• **Tasks to complete**:
A: Answer these questions using the column about living abroad below, one answer per line, marked the same way.
(i) In what year did the author move to Taiwan?
(ii) How long did the author and his wife stay in Taiwan?
(iii) Where did the couple get engaged?
B: Decide whether each statement agrees with the column about living abroad below. Answer yes or no, and quote the words from the column that settle it.
(i) The author's wife worked as a pastry chef in Chicago.
(ii) The couple had been to Colorado before they moved there.
(iii) The wife's former college roommate was from Hong Kong.
C: Translate this sentence from the column about living abroad below into Spanish: "It was one of the boldest moves I ever took, and it was one of the best decisions I ever made."

• **Document section**:
╔══

Friday, October 1, 2021

Somewhere Else & Back

In this week's column for The Villager, I revisit the idea of living abroad, which I've written about before. I recently revised the piece after learning about another former student who has followed my path and moved to Taiwan to teach English. 

I recently learned that a third former student of mine has moved to Taiwan to teach English, and I couldn’t be happier for all these young people who have heard the call to escape their comfort zone and seek opportunity beyond the borders of the familiar. One of these students lived with her husband on the island nation off the coast of China for nearly five years, embracing the expat experience and even raising their first child there. The experience of living abroad, of immersing ourselves in a new culture, of becoming a part of another community, can be an invaluable education, and it was an opportunity I pursued nearly thirty years ago. It’s also a piece of advice I highly recommend to anyone who has the chance. Get out of your country for a while. Go somewhere else and see what the world has to teach you.

In the summer after my college graduation, I interviewed for a teaching job at my former high school in the small town of Alton, Illinois, and then I promptly moved eight thousand miles across the world to teach English at a buxiban, or “cram school,” in Taipei, Taiwan. It was one of the boldest moves I ever took, and it was one of the best decisions I ever made. Of course, I had help in the choice, specifically because the young woman I was in love with was heading to Taiwan to teach, and I didn’t really have any other plans. It was 1992, and English teaching jobs weren’t exactly falling into my lap, not that I was searching too diligently. The 1991 recession and state spending cuts to education didn’t help either. Additionally, my wife’s former college roommate, who was Taiwanese, was returning home to live with her parents and mentioned the idea of us teaching there. So, after a visit to the Educational Placement Office of the University of Illinois, where we found a rather basic flyer offering teaching positions in Taipei at the Hess Language School, Julie and I bought our tickets and boarded a plane.

Since our time in Southeast Asia, the idea of moving abroad has been one of the most consistent pieces of advice I give my students: go somewhere else for a little while. Take leave of your bubble and flee the familiar. Get out of your country; if you love, leave it. This leap of faith may simply be a semester abroad during school, or it could be a work-study program or a job-swap. It might be a single gig for your company or a one-year appointment. Whatever it is, when the opportunity to travel is available, take it. My wife and I ended up staying in Taiwan for five years, teaching and traveling the world. We went to Hong Kong for weekends, lived a month in a bungalow on the Greek isle of Paros, spent a week surfing and lounging on Bali, and got engaged in the botanical garden of Rome. Eventually, we made our way back to the United States and lived for a short time in the city of Chicago, where she worked as a pastry chef and I taught middle school. A few years later we made our way to Colorado, a place we’d never been before.

Moving home after our time abroad was also equally important and refreshing. Following years as expats, the Midwest of our youth actually became exciting and new again simply as a result of our time away. While it may be cliche to believe that absence makes the heart grow fonder, it’s fairly certain that being somewhere else for a while can make everything about home seem all the more special. Going without familiar conveniences and feeling like an outsider can be a truly enlightening experience. It’s eye-opening to be in a place where no one looks like you. It’s disorienting to be in a place where no one sounds like you. It’s also worth it.

╚══

• **Entries**:
╔══

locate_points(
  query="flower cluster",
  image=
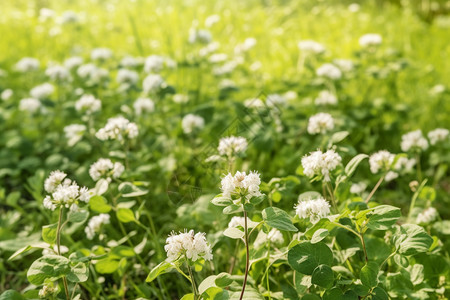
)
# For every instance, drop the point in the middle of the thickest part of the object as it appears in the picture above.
(381, 161)
(94, 225)
(64, 192)
(117, 128)
(318, 163)
(189, 245)
(232, 145)
(241, 184)
(105, 168)
(314, 209)
(414, 140)
(320, 123)
(438, 135)
(191, 122)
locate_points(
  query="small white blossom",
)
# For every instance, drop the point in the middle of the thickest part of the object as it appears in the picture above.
(320, 164)
(74, 133)
(329, 71)
(381, 161)
(370, 40)
(125, 76)
(6, 94)
(88, 104)
(427, 216)
(314, 209)
(95, 224)
(326, 98)
(310, 46)
(358, 188)
(413, 140)
(58, 73)
(31, 105)
(143, 105)
(189, 245)
(42, 91)
(232, 145)
(438, 135)
(105, 168)
(118, 128)
(241, 183)
(153, 83)
(192, 122)
(320, 123)
(101, 54)
(27, 64)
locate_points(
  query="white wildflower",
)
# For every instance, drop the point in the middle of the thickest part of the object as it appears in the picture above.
(413, 140)
(320, 123)
(381, 161)
(438, 135)
(191, 123)
(314, 209)
(118, 128)
(320, 164)
(105, 168)
(188, 245)
(6, 94)
(74, 133)
(232, 145)
(95, 224)
(143, 105)
(329, 71)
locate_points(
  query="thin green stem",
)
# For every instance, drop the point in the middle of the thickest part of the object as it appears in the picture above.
(374, 189)
(247, 261)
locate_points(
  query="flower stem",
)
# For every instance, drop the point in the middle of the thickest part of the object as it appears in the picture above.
(194, 287)
(58, 245)
(247, 261)
(374, 189)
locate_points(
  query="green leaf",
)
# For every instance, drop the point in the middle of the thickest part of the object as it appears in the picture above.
(162, 268)
(223, 280)
(351, 166)
(125, 215)
(78, 216)
(11, 295)
(221, 201)
(411, 239)
(49, 233)
(305, 257)
(369, 274)
(383, 217)
(232, 209)
(233, 233)
(323, 276)
(99, 204)
(106, 266)
(278, 218)
(78, 273)
(319, 235)
(49, 266)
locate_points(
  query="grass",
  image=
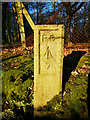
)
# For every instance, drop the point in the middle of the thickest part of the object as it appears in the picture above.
(17, 78)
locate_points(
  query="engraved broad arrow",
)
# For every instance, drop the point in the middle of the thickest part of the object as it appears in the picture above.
(48, 53)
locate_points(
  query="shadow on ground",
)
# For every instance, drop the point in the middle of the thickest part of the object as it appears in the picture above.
(69, 64)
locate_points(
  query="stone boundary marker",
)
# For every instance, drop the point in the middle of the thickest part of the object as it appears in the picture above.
(48, 62)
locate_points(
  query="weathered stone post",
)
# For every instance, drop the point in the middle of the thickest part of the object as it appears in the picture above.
(48, 62)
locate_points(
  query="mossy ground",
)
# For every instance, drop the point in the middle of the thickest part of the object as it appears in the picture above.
(17, 78)
(17, 82)
(73, 103)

╚══

• **Answers in order**:
A:
(i) 1992
(ii) Five years
(iii) In the botanical garden of Rome

B:
(i) Yes: "lived for a short time in the city of Chicago, where she worked as a pastry chef"
(ii) No: "we made our way to Colorado, a place we’d never been before"
(iii) No: "my wife’s former college roommate, who was Taiwanese"

C: Fue uno de los pasos más audaces que jamás di, y fue una de las mejores decisiones que jamás tomé.